**WHAT IS NEEDED**
Once the line with "of the belt" is found in the entries below, print it and each following line exactly, stopping after the line with "Target: belt buckle"; print nothing else.
--- EXERCISE INPUTS ---
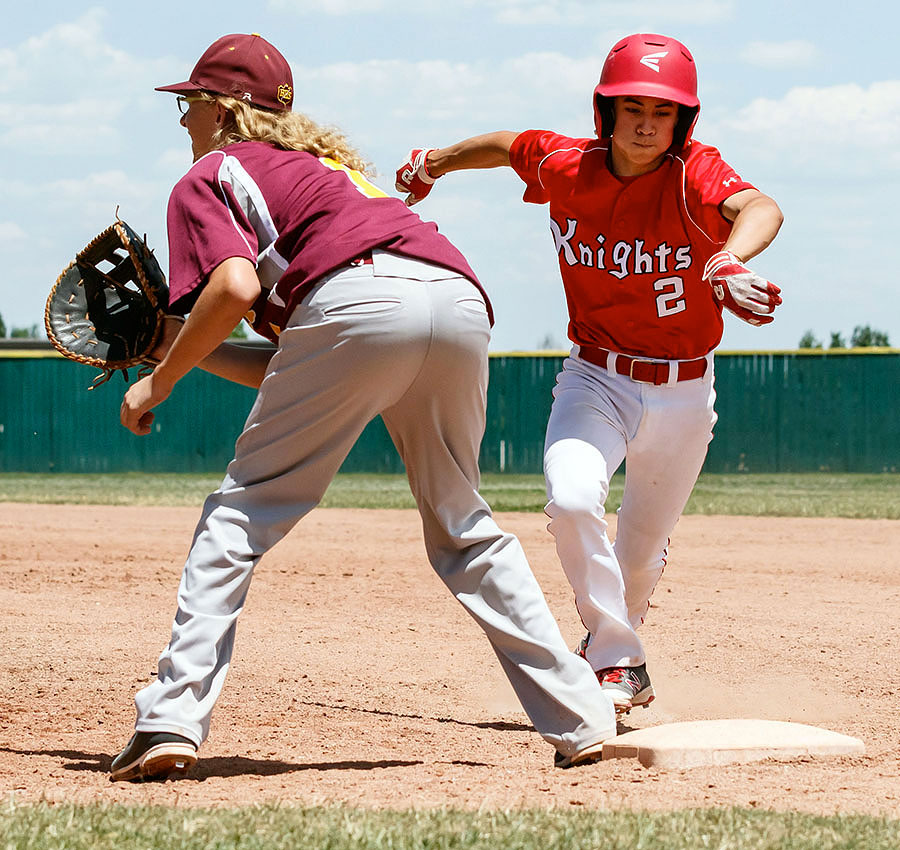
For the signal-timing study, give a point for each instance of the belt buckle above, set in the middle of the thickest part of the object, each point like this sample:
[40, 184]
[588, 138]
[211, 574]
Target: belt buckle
---
--- EXERCISE INPUTS ---
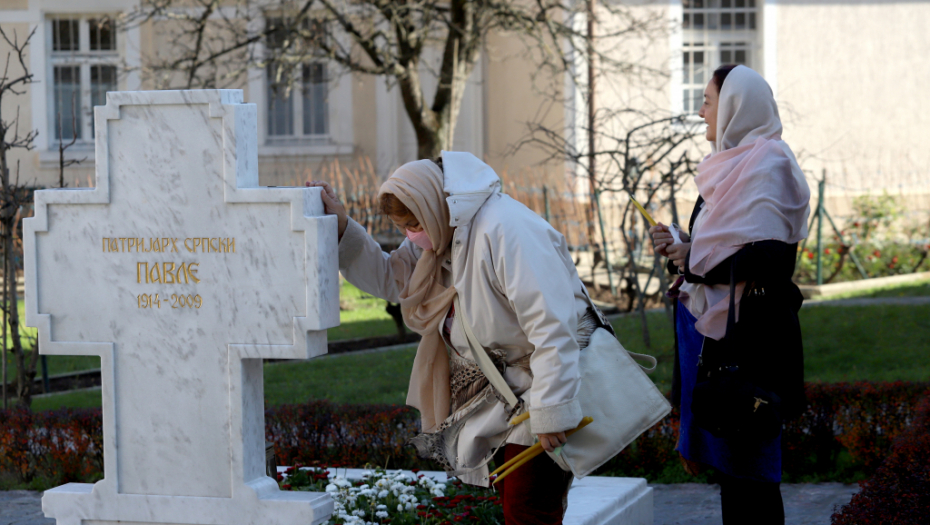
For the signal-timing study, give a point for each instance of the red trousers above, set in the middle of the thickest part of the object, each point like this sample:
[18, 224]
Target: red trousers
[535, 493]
---
**REPLY**
For the signal-timing study, give a point for each instance of the belt buckle above, set in the middle of the thickest part of the object, each point like this sample:
[40, 184]
[588, 138]
[211, 574]
Target: belt buckle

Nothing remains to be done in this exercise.